The expected response is the full set of records, unchanged.

--- Extracted information Enclosed Below ---

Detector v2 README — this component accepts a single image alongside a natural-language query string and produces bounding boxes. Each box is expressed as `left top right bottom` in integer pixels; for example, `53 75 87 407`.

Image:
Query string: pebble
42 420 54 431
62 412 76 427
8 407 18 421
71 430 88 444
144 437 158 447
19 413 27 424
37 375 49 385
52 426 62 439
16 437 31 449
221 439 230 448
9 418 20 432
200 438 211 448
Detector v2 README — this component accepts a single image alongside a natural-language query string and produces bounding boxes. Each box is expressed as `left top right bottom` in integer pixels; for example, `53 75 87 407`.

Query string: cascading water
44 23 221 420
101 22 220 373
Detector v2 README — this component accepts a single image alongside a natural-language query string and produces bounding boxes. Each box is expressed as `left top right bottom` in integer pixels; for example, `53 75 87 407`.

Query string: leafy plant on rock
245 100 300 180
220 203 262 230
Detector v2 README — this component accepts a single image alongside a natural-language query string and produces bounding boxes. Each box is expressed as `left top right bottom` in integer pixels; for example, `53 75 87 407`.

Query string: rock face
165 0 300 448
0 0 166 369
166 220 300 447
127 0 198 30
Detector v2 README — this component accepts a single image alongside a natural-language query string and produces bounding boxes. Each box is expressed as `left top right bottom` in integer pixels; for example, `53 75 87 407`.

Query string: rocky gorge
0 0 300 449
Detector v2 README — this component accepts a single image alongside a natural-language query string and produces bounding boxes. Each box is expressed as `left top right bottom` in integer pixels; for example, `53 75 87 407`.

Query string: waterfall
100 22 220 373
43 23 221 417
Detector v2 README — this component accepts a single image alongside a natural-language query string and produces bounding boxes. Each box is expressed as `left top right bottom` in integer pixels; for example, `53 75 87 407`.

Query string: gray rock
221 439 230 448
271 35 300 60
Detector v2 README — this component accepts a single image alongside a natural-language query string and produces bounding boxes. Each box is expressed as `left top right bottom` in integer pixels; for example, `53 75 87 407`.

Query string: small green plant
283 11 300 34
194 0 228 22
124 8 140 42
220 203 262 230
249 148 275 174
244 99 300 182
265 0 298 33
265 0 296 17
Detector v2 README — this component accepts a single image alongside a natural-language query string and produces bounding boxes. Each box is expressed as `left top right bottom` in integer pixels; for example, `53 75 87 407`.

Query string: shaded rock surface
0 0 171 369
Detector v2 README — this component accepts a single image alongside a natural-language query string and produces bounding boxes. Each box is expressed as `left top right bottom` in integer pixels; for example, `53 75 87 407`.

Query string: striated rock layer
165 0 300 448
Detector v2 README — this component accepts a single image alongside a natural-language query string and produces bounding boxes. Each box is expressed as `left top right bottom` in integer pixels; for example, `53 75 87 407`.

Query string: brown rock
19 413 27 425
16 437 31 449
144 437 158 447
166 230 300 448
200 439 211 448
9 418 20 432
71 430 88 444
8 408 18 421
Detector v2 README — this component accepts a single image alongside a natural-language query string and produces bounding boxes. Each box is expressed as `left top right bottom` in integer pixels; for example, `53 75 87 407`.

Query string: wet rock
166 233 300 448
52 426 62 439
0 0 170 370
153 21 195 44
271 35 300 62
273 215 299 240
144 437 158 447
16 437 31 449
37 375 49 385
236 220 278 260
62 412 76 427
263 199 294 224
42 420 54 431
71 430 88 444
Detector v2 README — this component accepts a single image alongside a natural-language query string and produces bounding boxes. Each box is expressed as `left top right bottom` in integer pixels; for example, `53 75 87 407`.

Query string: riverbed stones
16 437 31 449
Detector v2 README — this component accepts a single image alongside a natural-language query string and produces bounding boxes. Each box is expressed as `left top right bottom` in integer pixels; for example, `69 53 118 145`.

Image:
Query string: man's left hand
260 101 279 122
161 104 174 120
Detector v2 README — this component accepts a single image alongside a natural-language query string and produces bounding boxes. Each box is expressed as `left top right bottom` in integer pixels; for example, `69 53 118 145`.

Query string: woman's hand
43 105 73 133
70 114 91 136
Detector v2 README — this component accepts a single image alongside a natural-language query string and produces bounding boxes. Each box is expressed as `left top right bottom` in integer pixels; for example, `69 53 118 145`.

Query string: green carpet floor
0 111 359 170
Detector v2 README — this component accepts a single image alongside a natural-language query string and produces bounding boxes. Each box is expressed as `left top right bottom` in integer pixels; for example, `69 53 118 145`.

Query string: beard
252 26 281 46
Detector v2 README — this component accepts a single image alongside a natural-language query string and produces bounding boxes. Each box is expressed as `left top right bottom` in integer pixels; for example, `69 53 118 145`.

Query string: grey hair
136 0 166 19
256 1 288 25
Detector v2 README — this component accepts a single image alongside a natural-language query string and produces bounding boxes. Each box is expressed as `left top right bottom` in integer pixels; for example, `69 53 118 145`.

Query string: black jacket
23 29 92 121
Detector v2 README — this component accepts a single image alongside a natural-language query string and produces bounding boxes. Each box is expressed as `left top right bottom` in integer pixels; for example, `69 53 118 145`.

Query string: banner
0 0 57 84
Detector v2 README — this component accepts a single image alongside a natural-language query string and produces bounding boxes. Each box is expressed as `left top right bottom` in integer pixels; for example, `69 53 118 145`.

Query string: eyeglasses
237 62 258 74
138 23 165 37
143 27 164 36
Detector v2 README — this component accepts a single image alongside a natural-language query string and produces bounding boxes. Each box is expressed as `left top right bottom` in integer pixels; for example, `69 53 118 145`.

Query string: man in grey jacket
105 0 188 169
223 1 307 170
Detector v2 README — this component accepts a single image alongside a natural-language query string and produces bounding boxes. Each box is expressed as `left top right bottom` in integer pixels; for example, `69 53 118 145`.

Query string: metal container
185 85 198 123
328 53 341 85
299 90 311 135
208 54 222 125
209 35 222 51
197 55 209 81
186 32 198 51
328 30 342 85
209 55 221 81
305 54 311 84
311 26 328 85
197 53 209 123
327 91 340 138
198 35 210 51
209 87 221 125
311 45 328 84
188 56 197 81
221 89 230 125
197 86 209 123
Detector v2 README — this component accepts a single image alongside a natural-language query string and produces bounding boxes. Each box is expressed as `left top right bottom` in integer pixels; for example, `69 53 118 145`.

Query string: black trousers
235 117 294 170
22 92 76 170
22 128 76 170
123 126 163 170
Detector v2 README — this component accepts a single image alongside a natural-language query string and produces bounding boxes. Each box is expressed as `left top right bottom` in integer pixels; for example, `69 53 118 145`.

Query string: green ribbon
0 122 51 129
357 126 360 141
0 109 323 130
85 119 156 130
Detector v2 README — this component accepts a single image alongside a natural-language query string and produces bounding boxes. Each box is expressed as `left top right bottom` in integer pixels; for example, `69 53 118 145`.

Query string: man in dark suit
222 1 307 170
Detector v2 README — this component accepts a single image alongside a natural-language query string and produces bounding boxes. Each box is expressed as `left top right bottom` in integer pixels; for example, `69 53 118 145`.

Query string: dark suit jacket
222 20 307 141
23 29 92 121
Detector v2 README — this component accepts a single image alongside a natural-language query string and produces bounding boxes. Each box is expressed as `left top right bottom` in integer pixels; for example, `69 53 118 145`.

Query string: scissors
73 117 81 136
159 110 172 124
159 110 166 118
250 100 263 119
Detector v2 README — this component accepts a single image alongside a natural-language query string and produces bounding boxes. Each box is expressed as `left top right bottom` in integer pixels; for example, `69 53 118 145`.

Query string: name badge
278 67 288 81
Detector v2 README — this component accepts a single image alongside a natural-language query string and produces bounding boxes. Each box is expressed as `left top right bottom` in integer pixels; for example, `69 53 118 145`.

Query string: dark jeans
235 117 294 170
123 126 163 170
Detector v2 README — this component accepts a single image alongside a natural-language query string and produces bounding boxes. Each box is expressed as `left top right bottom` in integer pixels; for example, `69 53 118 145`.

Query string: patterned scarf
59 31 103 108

--- End of Enclosed Extracted information ---

- The completed task -
Detector v2 README — this component accepts a single image alongside a natural-language query string and produces bounding boxes. Each box is expressed as `left top right bottom` in integer pixels; for example, `53 75 87 407`.

Image:
Query string: pebble
42 420 54 431
62 412 76 427
8 407 18 421
71 430 88 444
144 437 158 447
19 413 27 424
37 375 49 385
52 426 62 439
16 437 31 449
221 439 230 448
9 418 20 432
200 438 211 448
Detector v2 README — this component accepts a single image alongside a natural-language query string and produces bounding boxes. Each box is expressed as `left top right bottom` in integer pixels; for example, `53 75 87 407`.

Query string: cascading water
44 23 221 420
101 22 220 373
Detector v2 README — this component accepts a single image alongside a natural-language query string and produces bounding boxes. Each box is expressed as `left top right bottom` in integer pixels; for example, `53 75 87 407`.

Query string: leafy plant on rock
245 100 300 180
220 203 262 230
Detector v2 README — this component accepts a single image alongside a natural-language query string and produces bounding boxes. Each box is expressed as `left top right bottom` in integer pixels; for example, `53 75 87 407`.

Query string: rock face
165 0 300 448
0 0 166 369
166 220 300 447
127 0 198 30
Detector v2 README — this component accepts a single image alongside a natural-language query string and produces bounding boxes. Each box is expressed as `left top right bottom` in integer pixels; for example, `53 75 87 407`.

Query string: rocky gorge
0 0 300 449
Detector v2 README — this component accepts a single image alongside a natural-language query string and produces bounding boxes. Each box is expressed as `left top right bottom` in integer pixels; for example, `53 75 87 407`.

Query string: waterfall
100 22 220 373
43 23 221 417
Detector v2 README — this component accepts a single image alongside a natural-language query string and produces bounding boxes. Each box is expressed as `left top right bottom` in integer pixels; for example, `53 75 87 407`.

Query string: gray rock
221 439 230 448
271 35 300 60
Detector v2 README — this component accepts a single image alongside a natural-language query string and produces bounding boxes. Each box is expressed as `left top right bottom` in integer pixels; for example, `53 75 87 407`.

Query string: small green plant
283 11 300 34
194 0 228 22
124 8 140 42
220 203 262 230
249 148 275 174
244 99 300 182
265 0 298 33
265 0 296 17
Detector v2 README — this component accepts a single image alongside a natural-language query string and produces bounding boxes. Each box is expressed as `left top right bottom` in integer pixels; for example, `53 75 87 407`.

Query string: shaded rock surface
0 0 171 369
Detector v2 README — this component accepts a single image alongside a natural-language query string and produces bounding boxes. Each box is expressed as `left top right bottom` in integer pixels; for example, `53 75 87 407`.

Query string: striated rock layer
165 0 300 448
Detector v2 README — this component accepts a single image alongside a natural-language query string and produces bounding boxes. Each box is expressed as `left top right bottom` in integer pixels; for example, `53 75 87 407`.

Query string: brown rock
19 413 27 425
16 437 31 449
144 437 158 447
166 230 300 448
200 439 211 448
9 418 20 432
71 430 88 444
8 408 18 421
Detector v2 README — this component accepts a single image alongside a natural-language query string and produces bounding boxes. Each box is expressed as `left top right bottom` in integer pixels; for example, `53 75 87 407`.

Query string: wet rock
166 233 300 448
52 426 62 439
0 0 170 370
153 21 195 44
271 35 300 62
273 215 299 240
144 437 158 447
16 437 31 449
37 375 49 385
236 220 278 260
62 412 76 427
263 199 294 224
42 420 54 431
71 430 88 444
Detector v2 README — this component accepts a single image alongside a natural-language query string and produces bounding boxes. Each box is expressed as `left top right bottom` in integer pixels; for example, `53 75 87 407`.

Query string: riverbed stones
16 437 31 449
Detector v2 README — this component accepts a single image alongside a natural-language query string and produces bounding boxes. Each box is expressed as `left top right bottom` in integer pixels; for example, `69 53 118 145`.

Image:
Query string: man's left hand
260 101 279 122
161 104 174 120
Detector v2 README — this component accepts a single image alongside a natural-language query string and produces bounding boxes. Each box is expressed as `left top right bottom` in integer pixels; for example, `69 53 118 145`.

Query string: woman's hand
43 105 73 133
70 114 91 136
Detector v2 README — this component accepts a single image alongside a natural-language query string and produces bounding boxes. Each box is expressed as `left top right bottom` in integer pixels; for example, `69 53 118 145`.

Query string: green carpet floor
0 111 359 170
Detector v2 README — this component accepts a single image alongside a natural-language query string and produces bounding boxes. Each box is expressed as `left top right bottom` in integer pixels; for example, `69 53 118 145`.

Query string: beard
252 26 281 46
Detector v2 README — this component accepts a single image alongside a natural-language query string and produces bounding boxes. Each box is expressed as `left top right bottom` in integer pixels; for example, `69 53 118 145`.

Query string: grey hair
136 0 166 19
256 1 288 25
Detector v2 README — this component accepts a single image alongside a natural-language query string and produces bounding boxes. Each box is expressed as `left top right bottom` in integer pixels; for example, `69 53 118 145`.

Query string: black jacket
23 29 92 121
Detector v2 README — this component accepts a single image alongside a natural-language query string and produces bounding boxes. Each box is expressed as `left top right bottom` in integer pixels; for example, `69 53 118 145`.

Query string: banner
0 0 57 84
Detector v2 README — this component accepts a single image alongside a natural-language query string and produces bounding boxes. Each box is expressed as `left top right bottom` in integer pixels; for example, `69 53 118 145`.

Query string: eyeglasses
237 62 258 74
138 23 165 37
143 27 164 36
Detector v2 README — this component accepts a single image alongside a natural-language query string and produces bounding boxes. Each box is expressed as `left top right bottom` in integer pixels; for example, `69 53 118 145`.

Query string: man in grey jacket
105 0 188 169
223 1 307 170
Detector v2 README — this component accepts a single image alongside a natural-language query string and produces bounding boxes. Each box is expressed as `left top right bottom` in integer pixels; for example, `69 53 118 145`.

Query string: metal container
185 85 198 123
328 53 341 85
299 90 311 135
208 54 222 125
209 35 222 51
197 55 209 81
186 32 198 51
328 30 342 85
209 55 221 81
305 54 311 84
311 26 328 85
197 53 209 123
327 91 340 138
198 35 210 51
209 87 221 125
311 45 328 84
188 56 197 81
221 89 230 125
197 86 209 123
Detector v2 README — this component accepts a single image alongside a natural-language query string and produces bounding boxes. Each box is expressed as `left top right bottom` in integer pixels; for example, `69 53 118 145`.

Query string: black trousers
235 117 294 170
22 92 76 170
22 128 76 170
123 126 163 170
Detector v2 README — this component accepts a single image alongside a natural-language query string and produces bounding boxes. Each box is expressed as `left top right bottom` in integer pixels; for example, `69 53 118 145`.

Query string: green ribbon
0 122 51 129
357 126 360 141
0 109 323 130
85 119 156 130
Detector v2 README — this component accepts a single image alongside a natural-language query string and produces bounding boxes. Each box is expressed as `left top right bottom` in integer pixels; for example, `69 53 118 145`.

Query string: man in dark suit
222 1 307 170
Detector v2 README — this component accepts a single image alongside a natural-language query string and produces bounding boxes. Each box is expressed as `left top right bottom` in integer pixels; for example, `69 53 118 145`.

Query string: dark suit jacket
222 20 307 141
23 29 92 121
Detector v2 README — this component accepts a single image alongside a natural-language query string and produces bounding boxes. Each box is expressed as `left top right bottom` in integer pixels; for example, `69 53 118 145`.

Query string: scissors
73 117 81 136
159 110 172 124
159 110 166 118
250 100 263 119
Detector v2 README — this component accepts a single image alongside a natural-language query string and produces bounding boxes. Each box is expressed as `left top right bottom` in integer pixels; for example, `69 53 118 145`.

Query string: name badge
278 67 288 81
Detector v2 README — this component accepts a single image alongside a natural-language query string and produces bounding boxes. Each box is expressed as `left top right bottom` in integer pixels; for example, `69 53 118 145`.

Query string: dark jeans
235 117 294 170
123 126 163 170
Detector v2 README — this component accepts a single image alongside a natural-language query string and produces bounding boxes. Each box is expressed as `left top right bottom` in integer pixels; for example, `69 53 118 145`.

Query string: patterned scarf
59 31 103 108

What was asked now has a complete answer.